> [INSTRUCTIONS TO FOLLOW] Quote the material exactly from the line that contains "Q: Identify one point on each instance of the deep" through its last line. Any pictures are to be left out.

> [RECORD SET]
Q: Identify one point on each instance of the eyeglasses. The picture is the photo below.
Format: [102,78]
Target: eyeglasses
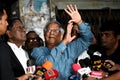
[53,30]
[32,39]
[19,28]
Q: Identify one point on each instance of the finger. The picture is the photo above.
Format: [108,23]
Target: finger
[73,37]
[76,8]
[67,11]
[71,7]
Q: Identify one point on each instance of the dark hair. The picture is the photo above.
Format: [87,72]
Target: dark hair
[111,25]
[32,32]
[11,22]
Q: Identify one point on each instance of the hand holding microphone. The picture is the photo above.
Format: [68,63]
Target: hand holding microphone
[110,65]
[41,70]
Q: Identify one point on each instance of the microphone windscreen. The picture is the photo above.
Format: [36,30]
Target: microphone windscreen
[51,74]
[76,67]
[47,65]
[30,62]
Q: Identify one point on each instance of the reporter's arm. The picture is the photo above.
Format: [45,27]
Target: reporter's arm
[115,76]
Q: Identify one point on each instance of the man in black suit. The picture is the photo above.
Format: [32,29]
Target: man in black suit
[5,66]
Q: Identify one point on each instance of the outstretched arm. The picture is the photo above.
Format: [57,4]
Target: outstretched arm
[72,11]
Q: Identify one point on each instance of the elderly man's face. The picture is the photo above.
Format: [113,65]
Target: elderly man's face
[53,35]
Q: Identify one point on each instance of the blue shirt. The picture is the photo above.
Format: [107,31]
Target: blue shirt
[63,56]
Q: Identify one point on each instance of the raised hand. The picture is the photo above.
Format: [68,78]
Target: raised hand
[68,38]
[72,11]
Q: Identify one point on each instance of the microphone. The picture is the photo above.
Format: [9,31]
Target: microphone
[30,66]
[51,74]
[81,72]
[96,64]
[45,67]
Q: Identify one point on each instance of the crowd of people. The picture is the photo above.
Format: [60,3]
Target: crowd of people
[60,47]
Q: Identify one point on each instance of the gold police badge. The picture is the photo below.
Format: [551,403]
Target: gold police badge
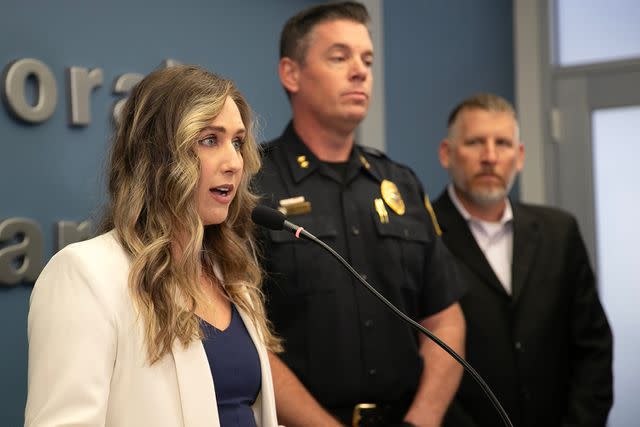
[391,196]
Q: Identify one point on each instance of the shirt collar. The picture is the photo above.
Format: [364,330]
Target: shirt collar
[302,162]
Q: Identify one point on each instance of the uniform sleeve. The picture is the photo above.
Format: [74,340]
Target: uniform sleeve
[72,346]
[443,283]
[591,379]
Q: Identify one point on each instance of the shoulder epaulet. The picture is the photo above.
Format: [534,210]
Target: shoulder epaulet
[372,151]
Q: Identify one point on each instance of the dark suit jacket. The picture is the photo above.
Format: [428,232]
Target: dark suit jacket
[546,350]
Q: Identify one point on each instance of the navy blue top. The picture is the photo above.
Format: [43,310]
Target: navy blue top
[235,367]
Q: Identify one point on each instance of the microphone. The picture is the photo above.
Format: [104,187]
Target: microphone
[276,220]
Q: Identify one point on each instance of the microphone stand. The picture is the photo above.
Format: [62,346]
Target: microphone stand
[299,231]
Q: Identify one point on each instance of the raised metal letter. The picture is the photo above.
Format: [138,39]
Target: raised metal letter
[20,261]
[15,76]
[81,83]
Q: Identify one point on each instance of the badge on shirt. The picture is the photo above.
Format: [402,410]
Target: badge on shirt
[391,196]
[294,206]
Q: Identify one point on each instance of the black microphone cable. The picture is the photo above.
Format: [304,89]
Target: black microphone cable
[276,220]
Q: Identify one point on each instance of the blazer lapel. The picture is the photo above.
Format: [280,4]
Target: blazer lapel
[458,238]
[265,402]
[526,239]
[197,392]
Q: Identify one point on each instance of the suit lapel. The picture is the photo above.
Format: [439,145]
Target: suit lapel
[526,239]
[458,238]
[265,402]
[197,393]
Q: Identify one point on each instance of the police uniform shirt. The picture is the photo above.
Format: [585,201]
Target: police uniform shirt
[344,344]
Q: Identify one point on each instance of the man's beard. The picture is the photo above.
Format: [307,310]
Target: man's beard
[482,196]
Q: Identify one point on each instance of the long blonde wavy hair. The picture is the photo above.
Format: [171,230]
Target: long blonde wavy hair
[152,179]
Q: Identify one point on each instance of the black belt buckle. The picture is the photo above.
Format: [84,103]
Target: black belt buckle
[364,414]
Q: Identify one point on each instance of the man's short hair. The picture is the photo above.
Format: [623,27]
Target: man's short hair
[294,39]
[482,101]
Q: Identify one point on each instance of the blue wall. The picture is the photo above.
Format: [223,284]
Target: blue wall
[51,171]
[437,53]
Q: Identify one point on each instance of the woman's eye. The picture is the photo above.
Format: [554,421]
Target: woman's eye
[238,143]
[208,141]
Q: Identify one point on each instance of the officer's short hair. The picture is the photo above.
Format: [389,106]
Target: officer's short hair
[294,39]
[482,101]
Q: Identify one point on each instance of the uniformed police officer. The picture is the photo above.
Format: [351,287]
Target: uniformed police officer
[343,349]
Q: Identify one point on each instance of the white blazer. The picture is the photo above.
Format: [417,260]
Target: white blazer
[87,353]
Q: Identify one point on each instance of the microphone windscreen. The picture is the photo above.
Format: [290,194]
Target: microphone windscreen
[267,217]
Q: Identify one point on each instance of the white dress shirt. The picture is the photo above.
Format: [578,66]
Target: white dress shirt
[494,238]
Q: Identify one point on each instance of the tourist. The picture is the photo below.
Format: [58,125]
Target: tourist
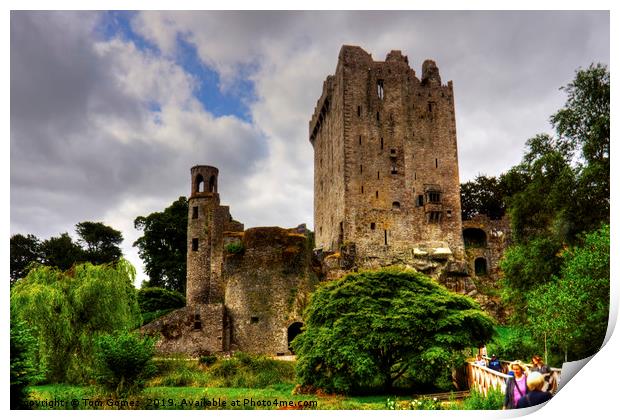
[495,364]
[535,394]
[516,386]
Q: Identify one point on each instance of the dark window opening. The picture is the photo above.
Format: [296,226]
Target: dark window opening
[212,184]
[293,331]
[200,184]
[434,197]
[474,237]
[480,266]
[434,217]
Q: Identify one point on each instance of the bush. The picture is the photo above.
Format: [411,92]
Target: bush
[124,361]
[477,401]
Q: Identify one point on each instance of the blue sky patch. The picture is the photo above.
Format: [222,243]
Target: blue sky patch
[234,101]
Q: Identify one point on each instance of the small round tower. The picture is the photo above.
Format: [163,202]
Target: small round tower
[203,202]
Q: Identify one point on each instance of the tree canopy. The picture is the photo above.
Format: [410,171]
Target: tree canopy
[368,330]
[67,310]
[163,246]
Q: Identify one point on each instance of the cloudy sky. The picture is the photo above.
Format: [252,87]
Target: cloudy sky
[109,110]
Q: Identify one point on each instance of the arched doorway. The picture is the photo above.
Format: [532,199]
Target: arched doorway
[293,331]
[474,237]
[480,266]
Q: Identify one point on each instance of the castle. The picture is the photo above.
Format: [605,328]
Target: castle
[386,189]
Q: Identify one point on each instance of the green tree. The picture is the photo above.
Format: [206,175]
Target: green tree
[69,309]
[61,252]
[124,361]
[24,250]
[368,330]
[163,245]
[573,309]
[100,243]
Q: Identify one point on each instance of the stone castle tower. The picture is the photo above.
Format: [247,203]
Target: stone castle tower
[385,160]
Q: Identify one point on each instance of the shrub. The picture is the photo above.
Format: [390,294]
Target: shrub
[477,401]
[124,361]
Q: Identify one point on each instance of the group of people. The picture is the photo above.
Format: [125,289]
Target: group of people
[524,387]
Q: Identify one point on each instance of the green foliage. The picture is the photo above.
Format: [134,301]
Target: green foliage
[69,309]
[100,243]
[494,400]
[163,245]
[151,299]
[23,368]
[484,195]
[207,360]
[370,329]
[124,361]
[25,251]
[235,248]
[526,266]
[573,309]
[424,403]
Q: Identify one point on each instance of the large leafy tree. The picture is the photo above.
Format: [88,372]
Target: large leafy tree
[24,251]
[163,245]
[100,243]
[572,309]
[368,330]
[67,310]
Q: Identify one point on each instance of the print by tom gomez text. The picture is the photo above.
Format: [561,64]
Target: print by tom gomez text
[150,403]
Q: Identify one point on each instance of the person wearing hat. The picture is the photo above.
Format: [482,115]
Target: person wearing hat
[535,394]
[516,386]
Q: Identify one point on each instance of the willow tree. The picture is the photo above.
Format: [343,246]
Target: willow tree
[368,330]
[69,310]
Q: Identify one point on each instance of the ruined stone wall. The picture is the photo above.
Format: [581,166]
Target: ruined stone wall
[399,140]
[267,288]
[197,330]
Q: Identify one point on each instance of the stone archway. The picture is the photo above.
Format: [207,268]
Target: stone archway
[293,331]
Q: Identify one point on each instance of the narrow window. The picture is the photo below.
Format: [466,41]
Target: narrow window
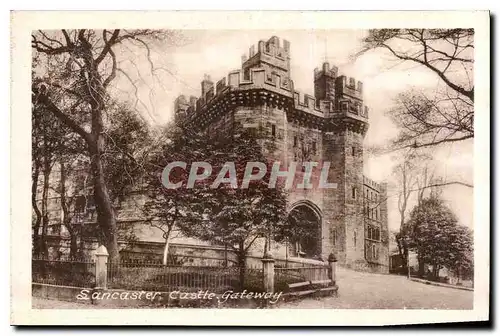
[345,106]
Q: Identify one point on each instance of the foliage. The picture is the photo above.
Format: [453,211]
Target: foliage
[434,233]
[446,115]
[228,216]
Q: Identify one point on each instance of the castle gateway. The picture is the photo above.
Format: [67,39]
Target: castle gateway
[350,220]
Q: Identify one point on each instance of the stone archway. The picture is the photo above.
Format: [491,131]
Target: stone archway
[306,219]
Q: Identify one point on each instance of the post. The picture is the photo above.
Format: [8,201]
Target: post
[101,269]
[268,269]
[332,262]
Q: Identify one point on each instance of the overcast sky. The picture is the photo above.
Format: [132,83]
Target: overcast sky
[216,53]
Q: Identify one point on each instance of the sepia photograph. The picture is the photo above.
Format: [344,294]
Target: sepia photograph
[263,168]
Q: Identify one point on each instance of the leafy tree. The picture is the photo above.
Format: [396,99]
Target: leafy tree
[74,82]
[446,115]
[437,238]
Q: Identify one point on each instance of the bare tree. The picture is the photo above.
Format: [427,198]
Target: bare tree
[80,66]
[447,115]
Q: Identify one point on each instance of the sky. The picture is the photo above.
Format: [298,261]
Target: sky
[182,62]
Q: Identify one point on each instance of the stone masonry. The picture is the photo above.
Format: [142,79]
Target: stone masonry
[329,126]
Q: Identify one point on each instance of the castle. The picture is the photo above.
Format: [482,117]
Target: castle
[351,220]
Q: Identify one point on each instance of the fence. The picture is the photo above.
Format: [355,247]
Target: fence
[66,272]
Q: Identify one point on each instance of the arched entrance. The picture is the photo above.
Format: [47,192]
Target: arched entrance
[305,233]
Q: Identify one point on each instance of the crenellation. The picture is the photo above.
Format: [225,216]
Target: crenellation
[333,121]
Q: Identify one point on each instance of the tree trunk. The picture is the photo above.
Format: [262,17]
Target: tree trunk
[105,214]
[45,215]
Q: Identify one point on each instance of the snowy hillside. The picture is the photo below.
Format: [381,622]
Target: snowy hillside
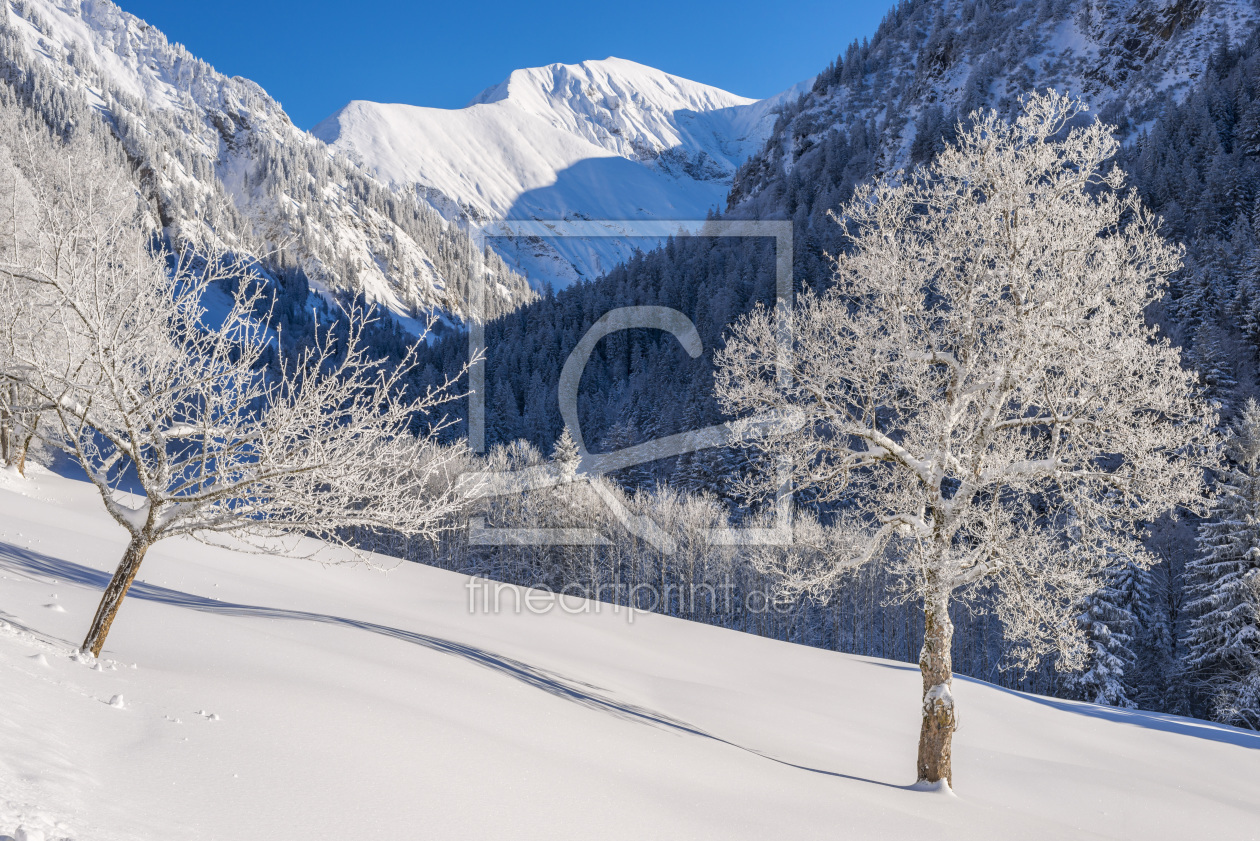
[933,62]
[599,140]
[219,153]
[256,697]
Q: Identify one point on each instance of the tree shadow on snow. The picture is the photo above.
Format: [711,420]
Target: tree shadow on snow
[24,560]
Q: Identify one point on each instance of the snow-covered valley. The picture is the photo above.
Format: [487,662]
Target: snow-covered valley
[267,699]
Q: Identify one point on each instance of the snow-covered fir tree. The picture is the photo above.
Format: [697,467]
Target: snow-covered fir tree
[1222,643]
[1108,623]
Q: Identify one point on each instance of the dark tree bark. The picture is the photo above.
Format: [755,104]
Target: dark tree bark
[6,425]
[114,594]
[935,663]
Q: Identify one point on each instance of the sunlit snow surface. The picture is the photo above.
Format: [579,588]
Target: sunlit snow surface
[265,699]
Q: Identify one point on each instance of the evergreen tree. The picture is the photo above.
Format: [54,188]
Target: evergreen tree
[1222,644]
[1108,622]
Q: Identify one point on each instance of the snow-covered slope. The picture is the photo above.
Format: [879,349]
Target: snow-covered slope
[222,153]
[599,140]
[933,62]
[286,700]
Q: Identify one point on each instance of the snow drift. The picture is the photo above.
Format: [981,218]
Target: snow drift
[245,696]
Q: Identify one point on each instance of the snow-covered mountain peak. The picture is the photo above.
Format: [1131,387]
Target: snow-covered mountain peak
[629,109]
[605,139]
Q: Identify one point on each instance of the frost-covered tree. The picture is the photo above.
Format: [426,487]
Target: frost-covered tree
[565,455]
[151,392]
[1222,642]
[980,373]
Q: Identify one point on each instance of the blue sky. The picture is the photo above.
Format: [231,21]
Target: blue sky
[315,56]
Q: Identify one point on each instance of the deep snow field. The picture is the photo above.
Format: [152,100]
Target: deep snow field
[269,699]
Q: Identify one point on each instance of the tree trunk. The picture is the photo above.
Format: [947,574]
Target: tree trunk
[6,429]
[935,663]
[114,595]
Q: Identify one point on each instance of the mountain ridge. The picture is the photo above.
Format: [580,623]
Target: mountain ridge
[551,144]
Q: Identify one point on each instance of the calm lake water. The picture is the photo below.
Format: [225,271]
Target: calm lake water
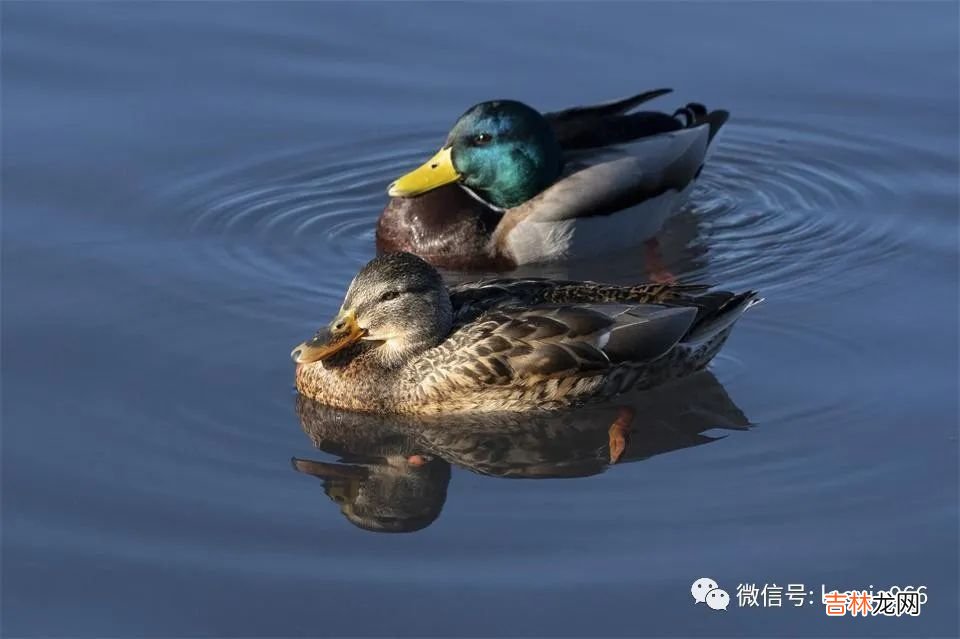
[189,187]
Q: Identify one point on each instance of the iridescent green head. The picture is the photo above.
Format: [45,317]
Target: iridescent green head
[503,150]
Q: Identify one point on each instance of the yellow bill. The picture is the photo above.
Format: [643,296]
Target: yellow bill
[343,332]
[437,171]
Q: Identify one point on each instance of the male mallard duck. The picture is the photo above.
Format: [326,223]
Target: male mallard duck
[513,186]
[403,343]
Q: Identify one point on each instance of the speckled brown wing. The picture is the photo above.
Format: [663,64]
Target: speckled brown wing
[511,352]
[472,299]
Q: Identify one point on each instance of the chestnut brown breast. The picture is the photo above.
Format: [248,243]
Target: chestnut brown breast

> [OUTPUT]
Q: Identify one point on each instance of the deep snow field. The picture is the photo above.
Format: [152,100]
Target: deep snow field
[269,699]
Q: Identify one point on each instance of the tree trunk. The picture is the photo above.
Format: [947,574]
Target: tree trunk
[6,429]
[935,663]
[114,595]
Q: Identify one point on each instance of the mountain ridge. The picture is the photo above.
Format: [580,623]
Target: mountain ridge
[551,144]
Q: Identify one point on each instance of the calm lake water. The picture is the photo below.
Format: [225,271]
Target: calm lake water
[189,187]
Q: Identify one point on each instance of the iridescent green head. The picture is the photo above.
Format: [45,317]
Target: iridescent green head
[503,150]
Q: Identify one point on each instance of the yellow bill. The picture is the photo above.
Format: [643,296]
Target: yellow bill
[343,332]
[437,171]
Q: Identify one point on each instance of the male mallard duck. The picture is the photo above.
Format: [326,223]
Target: male mallard duck
[513,186]
[403,343]
Q: Identify one point on each instance of the speckled brown wing. The picture is the photo above.
Format: [663,64]
Target: speckled brown wing
[511,352]
[472,299]
Q: Identify one point on each instance of the chestnut brown breast. The picture is the photo above.
Format: [248,243]
Target: chestnut brown breast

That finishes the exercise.